→ **SUPPLIED DATA**:
================================
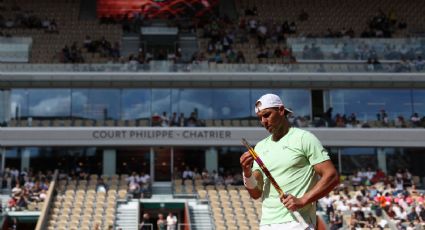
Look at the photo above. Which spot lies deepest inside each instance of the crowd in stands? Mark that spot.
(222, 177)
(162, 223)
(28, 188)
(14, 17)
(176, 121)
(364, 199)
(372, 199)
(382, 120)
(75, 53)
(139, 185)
================================
→ **BRIEF**:
Reproduce the material above with "crowd" swapped for "audience" and everything else left as it is. Omit the pictures.

→ **RESULT**:
Look at the photo above. Which spot lies deepest inside each instance of the audience in stands? Mark that spot.
(222, 177)
(162, 223)
(28, 188)
(14, 17)
(176, 121)
(364, 199)
(372, 199)
(382, 120)
(75, 53)
(139, 185)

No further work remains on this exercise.